Work task:
If a line in the entries contains the word "Draw", list it.

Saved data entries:
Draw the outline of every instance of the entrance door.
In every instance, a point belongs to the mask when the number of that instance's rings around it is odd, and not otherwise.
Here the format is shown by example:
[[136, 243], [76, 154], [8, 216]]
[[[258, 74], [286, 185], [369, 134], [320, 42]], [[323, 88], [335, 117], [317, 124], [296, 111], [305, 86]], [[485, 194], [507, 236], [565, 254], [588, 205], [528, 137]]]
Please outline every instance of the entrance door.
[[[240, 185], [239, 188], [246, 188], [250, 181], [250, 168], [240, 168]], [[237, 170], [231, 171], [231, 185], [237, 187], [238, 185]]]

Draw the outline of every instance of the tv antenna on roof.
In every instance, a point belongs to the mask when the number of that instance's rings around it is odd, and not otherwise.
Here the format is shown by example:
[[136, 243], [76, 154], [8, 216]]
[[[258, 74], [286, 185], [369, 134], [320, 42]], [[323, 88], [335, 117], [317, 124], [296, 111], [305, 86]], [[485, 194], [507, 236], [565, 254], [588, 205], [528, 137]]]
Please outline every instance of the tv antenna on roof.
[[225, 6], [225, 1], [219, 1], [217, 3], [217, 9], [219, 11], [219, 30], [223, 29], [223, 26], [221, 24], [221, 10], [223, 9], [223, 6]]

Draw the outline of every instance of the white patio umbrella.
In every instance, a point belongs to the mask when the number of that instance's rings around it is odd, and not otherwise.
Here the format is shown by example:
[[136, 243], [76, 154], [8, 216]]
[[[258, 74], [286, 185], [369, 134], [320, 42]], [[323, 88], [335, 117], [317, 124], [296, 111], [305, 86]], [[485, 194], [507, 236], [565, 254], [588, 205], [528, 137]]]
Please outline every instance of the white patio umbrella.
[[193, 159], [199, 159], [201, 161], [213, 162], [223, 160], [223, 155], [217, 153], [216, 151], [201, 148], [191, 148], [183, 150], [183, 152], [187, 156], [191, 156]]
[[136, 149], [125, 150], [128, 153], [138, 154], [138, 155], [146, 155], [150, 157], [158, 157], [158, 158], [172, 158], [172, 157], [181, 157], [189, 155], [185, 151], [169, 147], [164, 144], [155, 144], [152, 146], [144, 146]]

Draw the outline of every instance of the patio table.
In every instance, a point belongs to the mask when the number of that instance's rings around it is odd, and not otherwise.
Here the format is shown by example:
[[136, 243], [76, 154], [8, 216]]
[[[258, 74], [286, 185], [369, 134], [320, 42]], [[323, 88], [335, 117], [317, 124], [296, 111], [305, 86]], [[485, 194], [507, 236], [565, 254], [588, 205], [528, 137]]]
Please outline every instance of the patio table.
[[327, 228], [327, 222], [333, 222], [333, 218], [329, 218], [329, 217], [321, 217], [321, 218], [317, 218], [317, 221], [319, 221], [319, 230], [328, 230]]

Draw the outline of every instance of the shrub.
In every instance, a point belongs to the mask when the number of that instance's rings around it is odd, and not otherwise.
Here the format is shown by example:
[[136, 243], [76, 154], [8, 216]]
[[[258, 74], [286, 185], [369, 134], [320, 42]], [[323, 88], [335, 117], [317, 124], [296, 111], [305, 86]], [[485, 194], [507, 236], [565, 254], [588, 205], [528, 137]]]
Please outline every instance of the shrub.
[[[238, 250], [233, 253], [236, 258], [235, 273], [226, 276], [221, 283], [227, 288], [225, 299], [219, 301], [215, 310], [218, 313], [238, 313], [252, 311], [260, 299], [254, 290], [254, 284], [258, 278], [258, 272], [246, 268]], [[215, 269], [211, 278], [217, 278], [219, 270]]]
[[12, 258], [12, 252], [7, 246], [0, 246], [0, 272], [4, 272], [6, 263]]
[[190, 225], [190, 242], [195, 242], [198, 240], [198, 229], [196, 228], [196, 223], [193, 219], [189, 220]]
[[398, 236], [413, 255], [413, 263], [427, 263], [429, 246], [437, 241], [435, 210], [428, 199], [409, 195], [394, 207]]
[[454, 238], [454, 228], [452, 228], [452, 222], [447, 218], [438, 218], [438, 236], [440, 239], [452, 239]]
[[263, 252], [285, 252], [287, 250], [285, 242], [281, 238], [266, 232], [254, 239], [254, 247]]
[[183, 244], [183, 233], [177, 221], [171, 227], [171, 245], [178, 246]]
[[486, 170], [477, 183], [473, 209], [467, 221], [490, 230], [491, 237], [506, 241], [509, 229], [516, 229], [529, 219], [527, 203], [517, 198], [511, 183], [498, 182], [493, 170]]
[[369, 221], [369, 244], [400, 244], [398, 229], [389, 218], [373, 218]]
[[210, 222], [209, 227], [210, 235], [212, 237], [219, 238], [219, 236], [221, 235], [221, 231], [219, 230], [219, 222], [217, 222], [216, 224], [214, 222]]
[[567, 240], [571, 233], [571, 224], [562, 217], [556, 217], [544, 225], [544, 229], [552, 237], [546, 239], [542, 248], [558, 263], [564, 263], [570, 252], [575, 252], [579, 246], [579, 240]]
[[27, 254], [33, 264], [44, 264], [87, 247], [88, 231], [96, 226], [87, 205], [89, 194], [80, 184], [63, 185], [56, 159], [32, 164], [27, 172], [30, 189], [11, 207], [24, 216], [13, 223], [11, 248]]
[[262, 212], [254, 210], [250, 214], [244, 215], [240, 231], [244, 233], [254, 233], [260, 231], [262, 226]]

Task output:
Draw the outline of every instance of the entrance door.
Draw the outline of every instance of the tv antenna on roof.
Draw the outline of every instance of the white patio umbrella.
Draw the outline of every instance of the patio table.
Draw the outline of every instance of the shrub.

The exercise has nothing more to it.